Input data:
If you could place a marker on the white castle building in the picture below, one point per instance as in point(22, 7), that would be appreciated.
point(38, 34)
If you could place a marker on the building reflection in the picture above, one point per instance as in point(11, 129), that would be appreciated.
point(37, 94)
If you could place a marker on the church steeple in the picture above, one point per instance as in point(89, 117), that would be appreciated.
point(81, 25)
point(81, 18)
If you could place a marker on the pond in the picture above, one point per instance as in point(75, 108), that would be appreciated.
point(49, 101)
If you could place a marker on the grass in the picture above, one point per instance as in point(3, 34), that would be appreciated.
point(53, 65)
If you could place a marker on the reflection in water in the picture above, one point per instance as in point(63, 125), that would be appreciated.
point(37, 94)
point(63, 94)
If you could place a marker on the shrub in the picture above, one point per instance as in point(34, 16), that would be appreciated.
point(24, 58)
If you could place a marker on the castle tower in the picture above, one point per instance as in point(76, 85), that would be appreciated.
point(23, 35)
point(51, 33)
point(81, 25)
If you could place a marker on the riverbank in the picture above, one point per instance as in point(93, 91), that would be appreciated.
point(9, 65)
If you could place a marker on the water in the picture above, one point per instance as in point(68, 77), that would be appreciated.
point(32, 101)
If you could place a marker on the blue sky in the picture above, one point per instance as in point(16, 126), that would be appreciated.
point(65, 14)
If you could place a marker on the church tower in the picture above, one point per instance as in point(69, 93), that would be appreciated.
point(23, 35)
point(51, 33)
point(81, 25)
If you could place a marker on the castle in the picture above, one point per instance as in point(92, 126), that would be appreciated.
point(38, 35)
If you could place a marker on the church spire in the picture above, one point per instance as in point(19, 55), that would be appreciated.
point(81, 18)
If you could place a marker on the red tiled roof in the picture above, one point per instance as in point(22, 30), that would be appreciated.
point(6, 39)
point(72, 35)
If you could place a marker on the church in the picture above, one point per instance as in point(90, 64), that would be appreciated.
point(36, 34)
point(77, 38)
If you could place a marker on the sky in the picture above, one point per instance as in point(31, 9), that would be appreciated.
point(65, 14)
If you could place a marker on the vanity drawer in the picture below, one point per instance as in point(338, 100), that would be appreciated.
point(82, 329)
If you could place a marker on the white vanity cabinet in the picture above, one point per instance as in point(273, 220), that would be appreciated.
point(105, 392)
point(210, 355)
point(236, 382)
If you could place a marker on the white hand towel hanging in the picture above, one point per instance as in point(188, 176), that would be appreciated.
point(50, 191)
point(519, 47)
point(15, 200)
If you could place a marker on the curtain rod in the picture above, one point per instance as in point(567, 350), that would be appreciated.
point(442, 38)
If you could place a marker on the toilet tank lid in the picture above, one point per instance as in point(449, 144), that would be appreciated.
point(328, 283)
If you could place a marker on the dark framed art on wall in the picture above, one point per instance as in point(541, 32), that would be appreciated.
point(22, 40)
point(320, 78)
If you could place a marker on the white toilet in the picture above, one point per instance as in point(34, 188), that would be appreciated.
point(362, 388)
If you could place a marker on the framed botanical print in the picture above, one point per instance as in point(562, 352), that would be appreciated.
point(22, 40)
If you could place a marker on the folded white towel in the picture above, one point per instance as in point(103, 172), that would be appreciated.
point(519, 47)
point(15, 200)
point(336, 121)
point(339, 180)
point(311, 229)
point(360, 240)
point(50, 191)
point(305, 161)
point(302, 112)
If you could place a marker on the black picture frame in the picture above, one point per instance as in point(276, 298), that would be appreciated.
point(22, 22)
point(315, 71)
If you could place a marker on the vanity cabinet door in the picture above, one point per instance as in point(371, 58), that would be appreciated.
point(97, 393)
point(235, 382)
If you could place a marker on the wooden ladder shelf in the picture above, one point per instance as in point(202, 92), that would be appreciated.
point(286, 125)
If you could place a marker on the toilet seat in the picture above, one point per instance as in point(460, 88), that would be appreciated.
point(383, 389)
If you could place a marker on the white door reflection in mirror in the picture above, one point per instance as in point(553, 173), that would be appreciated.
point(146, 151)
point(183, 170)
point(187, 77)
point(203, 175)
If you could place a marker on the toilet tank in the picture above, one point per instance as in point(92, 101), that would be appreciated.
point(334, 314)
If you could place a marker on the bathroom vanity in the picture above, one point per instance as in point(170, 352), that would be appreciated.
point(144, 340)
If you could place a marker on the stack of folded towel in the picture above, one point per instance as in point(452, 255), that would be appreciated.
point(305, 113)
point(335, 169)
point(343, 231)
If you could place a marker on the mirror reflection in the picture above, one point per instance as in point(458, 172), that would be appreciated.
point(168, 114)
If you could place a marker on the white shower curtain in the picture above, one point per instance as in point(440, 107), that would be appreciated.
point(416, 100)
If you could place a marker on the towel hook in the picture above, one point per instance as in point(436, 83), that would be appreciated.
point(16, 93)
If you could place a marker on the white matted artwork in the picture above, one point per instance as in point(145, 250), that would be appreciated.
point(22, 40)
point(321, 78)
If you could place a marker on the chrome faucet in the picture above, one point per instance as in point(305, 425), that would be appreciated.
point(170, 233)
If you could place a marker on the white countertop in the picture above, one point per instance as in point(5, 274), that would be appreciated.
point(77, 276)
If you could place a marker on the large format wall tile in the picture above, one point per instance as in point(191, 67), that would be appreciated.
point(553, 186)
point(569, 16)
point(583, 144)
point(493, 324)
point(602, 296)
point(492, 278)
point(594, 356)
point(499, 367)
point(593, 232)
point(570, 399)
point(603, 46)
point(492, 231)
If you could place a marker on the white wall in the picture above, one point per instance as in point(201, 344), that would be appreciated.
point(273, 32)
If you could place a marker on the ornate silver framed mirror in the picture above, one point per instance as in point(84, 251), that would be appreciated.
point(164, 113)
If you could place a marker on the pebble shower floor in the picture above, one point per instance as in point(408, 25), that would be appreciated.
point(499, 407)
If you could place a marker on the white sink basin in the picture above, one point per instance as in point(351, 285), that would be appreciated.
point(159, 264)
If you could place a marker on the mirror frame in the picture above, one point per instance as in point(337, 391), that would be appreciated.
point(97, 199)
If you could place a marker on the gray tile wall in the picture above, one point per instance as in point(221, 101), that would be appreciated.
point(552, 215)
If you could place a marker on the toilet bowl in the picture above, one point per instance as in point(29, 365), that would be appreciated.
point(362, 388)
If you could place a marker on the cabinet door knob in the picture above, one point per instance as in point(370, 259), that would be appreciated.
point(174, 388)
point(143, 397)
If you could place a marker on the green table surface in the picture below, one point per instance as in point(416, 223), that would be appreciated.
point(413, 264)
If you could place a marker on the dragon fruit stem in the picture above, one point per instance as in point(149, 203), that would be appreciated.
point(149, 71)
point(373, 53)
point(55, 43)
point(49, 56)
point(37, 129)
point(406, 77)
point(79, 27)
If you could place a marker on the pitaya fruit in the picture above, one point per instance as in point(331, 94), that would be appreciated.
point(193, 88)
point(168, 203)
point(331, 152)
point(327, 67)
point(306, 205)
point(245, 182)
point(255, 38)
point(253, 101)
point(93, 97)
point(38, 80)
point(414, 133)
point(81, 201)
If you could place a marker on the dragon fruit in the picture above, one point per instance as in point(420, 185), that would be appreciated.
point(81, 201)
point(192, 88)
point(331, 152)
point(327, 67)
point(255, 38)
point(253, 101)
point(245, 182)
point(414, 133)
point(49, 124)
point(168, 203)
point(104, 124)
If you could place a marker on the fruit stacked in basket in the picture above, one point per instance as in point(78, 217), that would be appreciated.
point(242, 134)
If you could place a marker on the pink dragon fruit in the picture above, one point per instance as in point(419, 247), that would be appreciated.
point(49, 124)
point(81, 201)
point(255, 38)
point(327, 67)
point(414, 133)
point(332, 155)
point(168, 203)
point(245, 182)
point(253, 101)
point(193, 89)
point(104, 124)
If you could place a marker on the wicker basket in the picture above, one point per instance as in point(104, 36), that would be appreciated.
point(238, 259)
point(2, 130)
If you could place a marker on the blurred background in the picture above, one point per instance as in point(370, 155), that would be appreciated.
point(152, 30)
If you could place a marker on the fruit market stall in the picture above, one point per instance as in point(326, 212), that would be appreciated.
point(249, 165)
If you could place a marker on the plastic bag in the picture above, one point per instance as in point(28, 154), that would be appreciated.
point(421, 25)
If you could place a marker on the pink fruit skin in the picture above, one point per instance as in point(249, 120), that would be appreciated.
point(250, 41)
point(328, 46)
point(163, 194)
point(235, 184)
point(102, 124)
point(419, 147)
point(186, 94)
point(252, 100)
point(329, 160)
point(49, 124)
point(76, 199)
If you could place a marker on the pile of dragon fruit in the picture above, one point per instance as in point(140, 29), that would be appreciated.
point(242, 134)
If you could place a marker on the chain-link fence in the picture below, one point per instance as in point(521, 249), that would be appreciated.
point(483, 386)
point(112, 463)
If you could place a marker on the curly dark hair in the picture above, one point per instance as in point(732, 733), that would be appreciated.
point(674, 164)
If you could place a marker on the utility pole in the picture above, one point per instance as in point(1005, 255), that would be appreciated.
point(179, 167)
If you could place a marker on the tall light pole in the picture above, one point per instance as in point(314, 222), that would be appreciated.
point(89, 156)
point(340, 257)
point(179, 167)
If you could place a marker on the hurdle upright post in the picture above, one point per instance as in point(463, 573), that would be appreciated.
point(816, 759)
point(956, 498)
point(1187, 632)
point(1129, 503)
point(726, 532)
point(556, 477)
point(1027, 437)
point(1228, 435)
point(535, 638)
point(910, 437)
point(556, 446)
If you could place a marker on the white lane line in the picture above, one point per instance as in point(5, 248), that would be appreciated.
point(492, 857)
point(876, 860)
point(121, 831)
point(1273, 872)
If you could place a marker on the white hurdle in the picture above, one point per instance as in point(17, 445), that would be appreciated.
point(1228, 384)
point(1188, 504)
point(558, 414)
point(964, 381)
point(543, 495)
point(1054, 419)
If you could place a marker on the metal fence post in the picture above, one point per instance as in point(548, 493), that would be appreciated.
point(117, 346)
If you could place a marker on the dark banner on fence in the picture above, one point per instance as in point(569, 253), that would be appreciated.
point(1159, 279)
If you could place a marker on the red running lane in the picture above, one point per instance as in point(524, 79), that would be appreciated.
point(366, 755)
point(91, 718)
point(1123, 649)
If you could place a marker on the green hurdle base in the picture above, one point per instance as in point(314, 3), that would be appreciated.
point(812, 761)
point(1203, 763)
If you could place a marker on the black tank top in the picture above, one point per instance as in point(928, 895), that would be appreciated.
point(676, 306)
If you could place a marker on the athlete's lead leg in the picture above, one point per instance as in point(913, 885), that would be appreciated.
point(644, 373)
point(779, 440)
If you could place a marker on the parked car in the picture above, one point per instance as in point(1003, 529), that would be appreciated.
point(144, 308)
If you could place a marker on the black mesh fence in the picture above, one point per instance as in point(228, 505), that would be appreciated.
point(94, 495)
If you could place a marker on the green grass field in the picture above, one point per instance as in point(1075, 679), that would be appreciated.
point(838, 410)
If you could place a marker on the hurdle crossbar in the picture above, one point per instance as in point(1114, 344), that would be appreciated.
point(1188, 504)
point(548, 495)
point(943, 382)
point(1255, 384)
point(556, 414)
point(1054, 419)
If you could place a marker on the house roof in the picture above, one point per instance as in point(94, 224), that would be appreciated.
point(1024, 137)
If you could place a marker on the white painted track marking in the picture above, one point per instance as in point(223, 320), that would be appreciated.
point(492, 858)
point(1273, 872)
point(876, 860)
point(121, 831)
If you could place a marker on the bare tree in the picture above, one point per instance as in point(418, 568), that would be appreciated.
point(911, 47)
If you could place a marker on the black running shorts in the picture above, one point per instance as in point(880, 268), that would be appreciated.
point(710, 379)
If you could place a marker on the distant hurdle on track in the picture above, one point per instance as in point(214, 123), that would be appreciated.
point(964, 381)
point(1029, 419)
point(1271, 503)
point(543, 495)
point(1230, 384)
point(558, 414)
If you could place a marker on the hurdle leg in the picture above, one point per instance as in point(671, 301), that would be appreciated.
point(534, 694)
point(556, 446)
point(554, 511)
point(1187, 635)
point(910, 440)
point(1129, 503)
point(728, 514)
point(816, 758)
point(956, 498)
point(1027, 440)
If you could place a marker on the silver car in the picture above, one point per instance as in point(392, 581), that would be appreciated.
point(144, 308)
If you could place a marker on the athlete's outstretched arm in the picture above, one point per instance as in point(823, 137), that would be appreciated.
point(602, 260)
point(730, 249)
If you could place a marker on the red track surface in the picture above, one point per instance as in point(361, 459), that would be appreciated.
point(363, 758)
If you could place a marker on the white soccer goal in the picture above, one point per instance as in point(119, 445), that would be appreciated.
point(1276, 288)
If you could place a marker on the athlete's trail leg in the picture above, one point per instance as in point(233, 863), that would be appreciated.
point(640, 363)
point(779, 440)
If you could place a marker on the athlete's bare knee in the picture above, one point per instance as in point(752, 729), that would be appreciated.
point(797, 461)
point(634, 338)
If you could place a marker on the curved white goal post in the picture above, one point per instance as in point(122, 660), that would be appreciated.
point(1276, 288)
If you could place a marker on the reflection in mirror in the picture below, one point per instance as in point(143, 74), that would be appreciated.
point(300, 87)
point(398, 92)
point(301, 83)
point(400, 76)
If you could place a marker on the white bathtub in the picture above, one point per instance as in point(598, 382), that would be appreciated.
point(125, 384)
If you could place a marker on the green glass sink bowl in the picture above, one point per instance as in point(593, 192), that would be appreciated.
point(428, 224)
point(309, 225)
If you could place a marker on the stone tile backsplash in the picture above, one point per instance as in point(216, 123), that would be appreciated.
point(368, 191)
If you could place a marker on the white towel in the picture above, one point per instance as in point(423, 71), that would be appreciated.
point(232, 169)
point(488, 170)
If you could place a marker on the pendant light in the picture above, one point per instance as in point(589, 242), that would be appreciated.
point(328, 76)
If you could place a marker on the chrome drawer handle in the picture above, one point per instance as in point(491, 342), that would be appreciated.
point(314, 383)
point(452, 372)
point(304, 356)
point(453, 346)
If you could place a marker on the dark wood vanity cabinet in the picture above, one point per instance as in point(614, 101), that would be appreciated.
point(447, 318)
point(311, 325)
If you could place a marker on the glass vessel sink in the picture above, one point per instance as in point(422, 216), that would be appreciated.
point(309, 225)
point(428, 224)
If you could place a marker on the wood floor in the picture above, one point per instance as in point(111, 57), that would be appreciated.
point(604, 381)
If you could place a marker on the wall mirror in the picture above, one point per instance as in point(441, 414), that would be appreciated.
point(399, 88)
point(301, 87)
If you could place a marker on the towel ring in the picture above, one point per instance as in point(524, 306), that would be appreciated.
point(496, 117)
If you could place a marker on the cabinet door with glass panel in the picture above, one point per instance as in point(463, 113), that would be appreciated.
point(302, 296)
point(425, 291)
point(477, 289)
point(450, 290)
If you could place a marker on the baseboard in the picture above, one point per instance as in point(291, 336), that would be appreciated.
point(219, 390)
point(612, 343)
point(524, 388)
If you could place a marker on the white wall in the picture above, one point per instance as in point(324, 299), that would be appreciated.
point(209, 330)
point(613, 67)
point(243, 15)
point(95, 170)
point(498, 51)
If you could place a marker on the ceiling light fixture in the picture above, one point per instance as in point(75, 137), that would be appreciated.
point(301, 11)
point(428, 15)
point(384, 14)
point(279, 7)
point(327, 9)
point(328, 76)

Problem requirements: The line containing "299), that would be appreciated." begins the span, and the last line of the records above ends it. Return that span exactly, and nothing outside it.

Reply:
If you could place a marker on the white wall in the picture above, one point per instance as in point(324, 299), that would be appreciated.
point(209, 330)
point(613, 67)
point(243, 15)
point(95, 170)
point(498, 51)
If you could place a marker on the ceiling light fixture in the picture above, one point per instance as in point(75, 137), that would be appreciated.
point(301, 11)
point(428, 15)
point(384, 14)
point(279, 7)
point(327, 9)
point(328, 76)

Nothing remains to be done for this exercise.